▶ [課題の詳細]
次の(a)〜(c)が本文の内容と合っているか、それぞれ「はい」か「いいえ」で答え、決め手となる本文の言葉を引用せよ。
(a) フォーラムは新潟県中越地震の翌日に米子市で開かれた。
(b) 片山知事は国のルールに従い、個人の住宅には補助金を出さなかった。
(c) 授業の対象にされない子どもが2割ほどいる。

▶ [本文]
+ + + + + + +

平井雷太のアーカイブ

「子どものせい」では変わらない 2004/11/1

毎日新聞『新教育の森』に連載された「一人ひとりの子どもたちへ」の第2回目の記事をご紹介します。

2004年(平成16年)11月1日(月曜日)
一人ひとりの子どもたちへ?A

「子どものせい」では変わらない

 新潟県中越地震があった翌日、鳥取県米子市で「米子こども劇場30周年記念フォーラム」が開催され、パネリストは寺協研氏(文化庁文化部長)と片山善博氏(鳥取県知事)と私の3人でした。片山知事は、新潟の地震が人ごとでなかった様子で、まずは、地震の話からされました。鳥取県西部地震が起きたときに、税金をプライベートなものに投じてはならないという国のルールに片山知事は従わず、個人の住宅の立て替えに県から補助金を出すことを決めたのですが、これは個人の立場に立った大英断でした。

 その話を聞いて、私がやってきたことも、一人ひとりの子どもに向き合った教育をと考えてきましたから、片山知事の発想とどこか近いものがあるかもしれないと思い、いままでのことを整理してみました。 

 現在、学校現場では「できない子」と線を引かれ、授業の対象にされない子どもたちが2割ほどいます。学業不振の子であっても、その子にあった学習をやっていけば誰もが学び続けられるのですが、8割の子を標準に授業を進めるため、2割の子どもたちは置き去りにされているのが現状でしょう。

 望まないのに競争させられ、常に負けた気分を味わっているのですから、学習する意欲を失ってしまうのも当然のことのように思えます。私はこの2割の子どもたちにどう対応していくか、ということが現在の教育において、とても重要なことだと思うのです。

+ + + + + + +

データセットの行:
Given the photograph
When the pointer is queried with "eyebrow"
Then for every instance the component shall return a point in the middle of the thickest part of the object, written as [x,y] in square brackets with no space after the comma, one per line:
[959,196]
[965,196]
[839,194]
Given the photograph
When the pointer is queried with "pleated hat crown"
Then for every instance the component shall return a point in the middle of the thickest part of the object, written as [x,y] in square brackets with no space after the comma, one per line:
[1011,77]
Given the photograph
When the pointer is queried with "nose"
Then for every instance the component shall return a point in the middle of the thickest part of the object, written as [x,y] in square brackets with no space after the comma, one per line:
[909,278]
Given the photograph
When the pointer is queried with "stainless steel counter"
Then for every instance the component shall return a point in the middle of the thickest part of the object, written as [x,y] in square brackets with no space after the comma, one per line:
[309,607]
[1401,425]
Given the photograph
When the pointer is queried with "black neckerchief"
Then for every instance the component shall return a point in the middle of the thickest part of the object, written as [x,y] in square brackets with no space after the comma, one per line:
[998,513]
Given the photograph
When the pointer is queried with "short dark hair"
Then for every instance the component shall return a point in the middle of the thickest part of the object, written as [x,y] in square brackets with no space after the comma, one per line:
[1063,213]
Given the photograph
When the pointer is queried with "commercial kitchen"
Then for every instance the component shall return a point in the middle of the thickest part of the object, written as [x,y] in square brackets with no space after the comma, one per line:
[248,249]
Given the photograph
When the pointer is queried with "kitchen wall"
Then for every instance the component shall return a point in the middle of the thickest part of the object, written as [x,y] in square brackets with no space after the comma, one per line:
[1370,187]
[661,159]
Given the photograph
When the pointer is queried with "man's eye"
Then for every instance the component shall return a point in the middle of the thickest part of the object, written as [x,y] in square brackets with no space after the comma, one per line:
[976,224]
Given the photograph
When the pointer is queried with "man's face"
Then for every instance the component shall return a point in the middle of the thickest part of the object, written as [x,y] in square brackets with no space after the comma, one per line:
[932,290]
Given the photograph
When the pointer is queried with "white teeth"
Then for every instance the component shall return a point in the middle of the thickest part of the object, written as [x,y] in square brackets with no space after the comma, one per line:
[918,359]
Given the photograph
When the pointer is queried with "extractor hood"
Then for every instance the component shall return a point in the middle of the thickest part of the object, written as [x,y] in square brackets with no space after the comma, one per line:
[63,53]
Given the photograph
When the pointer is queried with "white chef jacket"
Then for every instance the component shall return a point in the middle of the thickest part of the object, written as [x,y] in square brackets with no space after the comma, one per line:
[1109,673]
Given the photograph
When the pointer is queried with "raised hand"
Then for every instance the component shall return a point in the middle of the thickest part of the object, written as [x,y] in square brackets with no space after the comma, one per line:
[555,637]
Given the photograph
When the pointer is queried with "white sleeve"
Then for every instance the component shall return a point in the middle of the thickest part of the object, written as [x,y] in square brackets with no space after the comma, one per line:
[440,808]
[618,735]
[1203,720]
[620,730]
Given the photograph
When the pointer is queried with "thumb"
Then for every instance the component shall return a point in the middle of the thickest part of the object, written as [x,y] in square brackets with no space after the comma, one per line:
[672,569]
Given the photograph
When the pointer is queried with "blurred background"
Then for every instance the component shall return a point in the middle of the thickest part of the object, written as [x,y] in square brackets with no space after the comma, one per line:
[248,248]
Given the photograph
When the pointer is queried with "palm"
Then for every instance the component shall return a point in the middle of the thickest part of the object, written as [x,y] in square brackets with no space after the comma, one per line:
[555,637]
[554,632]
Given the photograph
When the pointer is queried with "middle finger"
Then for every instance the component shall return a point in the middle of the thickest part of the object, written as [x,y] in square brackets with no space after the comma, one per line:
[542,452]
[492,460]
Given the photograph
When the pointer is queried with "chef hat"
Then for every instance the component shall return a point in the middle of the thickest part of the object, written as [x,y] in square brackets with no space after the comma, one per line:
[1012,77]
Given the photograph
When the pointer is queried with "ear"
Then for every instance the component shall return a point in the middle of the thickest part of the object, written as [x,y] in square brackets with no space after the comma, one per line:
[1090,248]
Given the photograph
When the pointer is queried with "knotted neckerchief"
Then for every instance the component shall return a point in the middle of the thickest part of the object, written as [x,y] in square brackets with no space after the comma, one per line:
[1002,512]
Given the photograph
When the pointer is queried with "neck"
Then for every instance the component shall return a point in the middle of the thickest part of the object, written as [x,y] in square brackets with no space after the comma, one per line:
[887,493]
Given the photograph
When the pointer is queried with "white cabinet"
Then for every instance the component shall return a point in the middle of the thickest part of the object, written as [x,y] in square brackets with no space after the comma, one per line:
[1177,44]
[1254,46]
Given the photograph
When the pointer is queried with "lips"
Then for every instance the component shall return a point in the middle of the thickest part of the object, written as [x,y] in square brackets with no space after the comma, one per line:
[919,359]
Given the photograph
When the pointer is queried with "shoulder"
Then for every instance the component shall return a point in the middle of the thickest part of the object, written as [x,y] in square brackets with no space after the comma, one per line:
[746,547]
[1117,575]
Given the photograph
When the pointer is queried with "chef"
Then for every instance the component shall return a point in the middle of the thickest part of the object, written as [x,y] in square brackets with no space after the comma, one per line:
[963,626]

+ + + + + + +

▶ [結果]
(a) はい。「新潟県中越地震があった翌日、鳥取県米子市で「米子こども劇場30周年記念フォーラム」が開催され」
(b) いいえ。「税金をプライベートなものに投じてはならないという国のルールに片山知事は従わず、個人の住宅の立て替えに県から補助金を出すことを決めた」
(c) はい。「授業の対象にされない子どもたちが2割ほどいます」